# Happy birthday MarcoP!



## UncleBenBen (Jan 3, 2016)

Well I'll be, I'll be! It's the B-day of MarcoP!!!

Wishes of countless ounces in the many more to come!


----------



## FrugalRefiner (Jan 3, 2016)

Happy Birthday Marco!

Dave


----------



## Grelko (Jan 3, 2016)

Happy Birthday Marco


----------



## patnor1011 (Jan 3, 2016)

Happy Birthday Marco.


----------



## Barren Realms 007 (Jan 3, 2016)

Happy Birthday


----------



## Anonymous (Jan 4, 2016)

Many Happy Returns Marco


----------



## kurtak (Jan 4, 2016)

Hope you had a Happy Birthday Marco :!: 

Kurt


----------



## MarcoP (Jan 4, 2016)

Thank you very much gentlemen! Yesterday everything went how it was supposed to go. Lunch with family, found sits at the cinema and then went at the restaurant with my partner and friends. Movie was hilarious and fish and wine was great. We all had great time indeed.

This year I'll have my returns and I'll share them with you all.

Thank you again
Marco

Edit: spelling


----------



## philddreamer (Jan 4, 2016)

HAPPY BIRTHDAY, MARCO!!! 8) 

Phil


----------



## butcher (Jan 4, 2016)

Happy Birthday to you!
Marco.
Happy Birthday to you!

My typing is much easier on the ears than my singing is.


----------



## artart47 (Jan 4, 2016)

A very happy birthday to you Marco!
Sounds like it already was.
Art.


----------



## MarcoP (Jan 5, 2016)

Yes Art it was already, I probably replied too early not allowing enough time for all time zones.

Butcher, we are in the same boat but it never stopped me to sing karaoke with my children. I'm sure that because they had a really bad example (how not to sing) they have learned the proper way. Today they both sing in school concerts 

The Italian movie we went to watch earned €22 Millions in a week end, so so funny.

Marco


----------

Given entries =>
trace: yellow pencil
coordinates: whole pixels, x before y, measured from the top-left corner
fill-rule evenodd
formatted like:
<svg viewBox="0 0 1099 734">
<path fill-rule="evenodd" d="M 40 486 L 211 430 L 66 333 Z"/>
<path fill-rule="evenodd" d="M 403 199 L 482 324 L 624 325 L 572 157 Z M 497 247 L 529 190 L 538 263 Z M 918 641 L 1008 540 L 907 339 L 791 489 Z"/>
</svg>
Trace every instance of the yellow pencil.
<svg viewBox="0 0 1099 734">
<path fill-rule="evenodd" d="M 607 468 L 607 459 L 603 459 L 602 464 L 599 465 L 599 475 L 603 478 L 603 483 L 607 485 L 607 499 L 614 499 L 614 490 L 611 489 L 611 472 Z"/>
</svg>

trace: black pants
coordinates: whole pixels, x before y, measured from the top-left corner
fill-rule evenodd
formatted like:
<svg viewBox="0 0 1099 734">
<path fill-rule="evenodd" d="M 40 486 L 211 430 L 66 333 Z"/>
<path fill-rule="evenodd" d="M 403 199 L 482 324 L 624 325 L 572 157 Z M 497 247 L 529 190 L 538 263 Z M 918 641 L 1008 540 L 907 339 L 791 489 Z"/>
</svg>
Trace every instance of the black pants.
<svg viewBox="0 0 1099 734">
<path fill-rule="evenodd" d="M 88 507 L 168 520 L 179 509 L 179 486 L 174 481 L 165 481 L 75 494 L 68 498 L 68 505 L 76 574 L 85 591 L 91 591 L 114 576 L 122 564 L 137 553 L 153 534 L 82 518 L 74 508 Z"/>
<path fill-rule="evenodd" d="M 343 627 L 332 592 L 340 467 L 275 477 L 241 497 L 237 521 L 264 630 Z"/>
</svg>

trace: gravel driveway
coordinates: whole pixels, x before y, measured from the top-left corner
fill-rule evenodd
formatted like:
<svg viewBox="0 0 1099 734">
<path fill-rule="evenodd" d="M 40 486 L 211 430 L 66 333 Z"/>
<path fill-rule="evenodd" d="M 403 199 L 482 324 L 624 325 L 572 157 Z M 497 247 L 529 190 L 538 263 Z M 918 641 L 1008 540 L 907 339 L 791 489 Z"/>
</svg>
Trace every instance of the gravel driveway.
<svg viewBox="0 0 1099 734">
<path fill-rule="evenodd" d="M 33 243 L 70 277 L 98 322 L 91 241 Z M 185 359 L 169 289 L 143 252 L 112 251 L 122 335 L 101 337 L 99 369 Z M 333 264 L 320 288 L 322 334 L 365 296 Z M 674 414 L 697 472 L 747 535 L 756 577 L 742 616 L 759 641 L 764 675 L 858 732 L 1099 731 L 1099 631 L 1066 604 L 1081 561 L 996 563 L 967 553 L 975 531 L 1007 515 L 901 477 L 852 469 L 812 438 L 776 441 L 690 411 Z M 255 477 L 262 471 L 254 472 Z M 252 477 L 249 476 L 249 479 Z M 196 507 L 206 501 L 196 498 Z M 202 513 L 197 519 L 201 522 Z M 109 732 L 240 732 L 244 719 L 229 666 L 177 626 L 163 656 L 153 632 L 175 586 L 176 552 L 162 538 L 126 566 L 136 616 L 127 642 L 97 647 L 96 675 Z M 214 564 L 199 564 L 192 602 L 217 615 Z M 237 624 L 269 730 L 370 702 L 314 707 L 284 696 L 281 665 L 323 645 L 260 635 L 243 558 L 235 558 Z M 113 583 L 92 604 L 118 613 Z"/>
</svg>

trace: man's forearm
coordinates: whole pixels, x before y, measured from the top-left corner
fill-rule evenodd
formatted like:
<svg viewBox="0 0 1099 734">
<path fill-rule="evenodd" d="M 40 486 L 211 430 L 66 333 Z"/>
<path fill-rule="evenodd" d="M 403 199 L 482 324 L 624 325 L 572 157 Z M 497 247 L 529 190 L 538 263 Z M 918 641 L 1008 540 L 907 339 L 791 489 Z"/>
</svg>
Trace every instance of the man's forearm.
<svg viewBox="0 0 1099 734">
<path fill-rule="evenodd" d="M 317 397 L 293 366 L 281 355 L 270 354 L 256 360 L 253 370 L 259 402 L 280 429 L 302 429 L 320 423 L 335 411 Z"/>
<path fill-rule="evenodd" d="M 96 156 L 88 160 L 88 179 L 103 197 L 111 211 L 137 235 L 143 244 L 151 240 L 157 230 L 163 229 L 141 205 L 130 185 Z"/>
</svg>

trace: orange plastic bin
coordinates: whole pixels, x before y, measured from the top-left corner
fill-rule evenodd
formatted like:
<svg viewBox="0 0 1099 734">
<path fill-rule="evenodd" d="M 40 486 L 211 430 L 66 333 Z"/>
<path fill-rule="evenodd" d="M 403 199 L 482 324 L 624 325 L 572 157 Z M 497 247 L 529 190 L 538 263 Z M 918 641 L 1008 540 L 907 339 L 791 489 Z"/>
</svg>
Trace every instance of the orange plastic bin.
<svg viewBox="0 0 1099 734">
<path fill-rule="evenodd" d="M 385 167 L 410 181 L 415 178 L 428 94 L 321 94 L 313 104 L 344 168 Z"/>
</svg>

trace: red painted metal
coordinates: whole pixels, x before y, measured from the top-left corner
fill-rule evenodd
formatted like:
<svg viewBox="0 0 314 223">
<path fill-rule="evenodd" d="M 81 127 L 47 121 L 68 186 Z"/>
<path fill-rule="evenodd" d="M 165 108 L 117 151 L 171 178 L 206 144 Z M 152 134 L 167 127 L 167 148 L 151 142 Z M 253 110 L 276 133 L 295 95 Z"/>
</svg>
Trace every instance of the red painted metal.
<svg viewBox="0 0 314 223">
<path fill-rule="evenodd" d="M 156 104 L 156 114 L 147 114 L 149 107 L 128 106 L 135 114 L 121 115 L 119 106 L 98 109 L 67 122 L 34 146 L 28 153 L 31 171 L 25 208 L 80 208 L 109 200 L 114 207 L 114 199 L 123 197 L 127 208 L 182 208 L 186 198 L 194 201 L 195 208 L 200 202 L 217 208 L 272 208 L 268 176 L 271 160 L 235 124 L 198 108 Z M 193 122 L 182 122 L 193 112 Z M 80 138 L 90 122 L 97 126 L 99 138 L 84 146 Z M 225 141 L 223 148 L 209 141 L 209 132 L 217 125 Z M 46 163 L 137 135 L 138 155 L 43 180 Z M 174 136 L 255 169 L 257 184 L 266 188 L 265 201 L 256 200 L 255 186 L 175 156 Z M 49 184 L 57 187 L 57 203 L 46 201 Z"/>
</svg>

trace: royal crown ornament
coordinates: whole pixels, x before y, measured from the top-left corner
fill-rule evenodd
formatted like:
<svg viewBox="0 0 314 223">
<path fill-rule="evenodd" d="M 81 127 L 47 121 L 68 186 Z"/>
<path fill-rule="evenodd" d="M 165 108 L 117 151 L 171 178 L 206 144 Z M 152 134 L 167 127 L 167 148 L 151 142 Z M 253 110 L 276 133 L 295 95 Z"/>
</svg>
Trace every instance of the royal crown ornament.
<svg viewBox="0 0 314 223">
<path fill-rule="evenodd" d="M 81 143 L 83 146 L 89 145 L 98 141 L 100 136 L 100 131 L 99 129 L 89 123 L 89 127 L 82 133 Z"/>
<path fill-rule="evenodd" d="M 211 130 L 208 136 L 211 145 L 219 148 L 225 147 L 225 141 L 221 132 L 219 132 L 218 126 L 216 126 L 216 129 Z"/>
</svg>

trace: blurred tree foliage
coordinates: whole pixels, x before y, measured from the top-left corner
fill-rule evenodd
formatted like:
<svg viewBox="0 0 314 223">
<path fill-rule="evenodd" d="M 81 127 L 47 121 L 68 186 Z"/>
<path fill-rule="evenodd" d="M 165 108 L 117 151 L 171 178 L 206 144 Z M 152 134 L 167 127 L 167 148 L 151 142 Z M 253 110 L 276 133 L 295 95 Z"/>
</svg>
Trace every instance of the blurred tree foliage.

Challenge 1 =>
Answer these questions from the birthday thread.
(a) Who went to the restaurant with MarcoP?
(b) Where do MarcoP's children sing today?
(c) What does MarcoP say he will share with everyone this year?
Challenge 2 => Translate this sentence from the birthday thread into Spanish: "My typing is much easier on the ears than my singing is."
Challenge 3 => List every first name that appears as a sign-off at the end of a post in the birthday thread. Give each name once.

Final answer 1 =>
(a) His partner and friends.
(b) In school concerts.
(c) His returns.

Final answer 2 => Lo que escribo es mucho más agradable al oído que mi forma de cantar.

Final answer 3 => Dave, Kurt, Marco, Phil, Art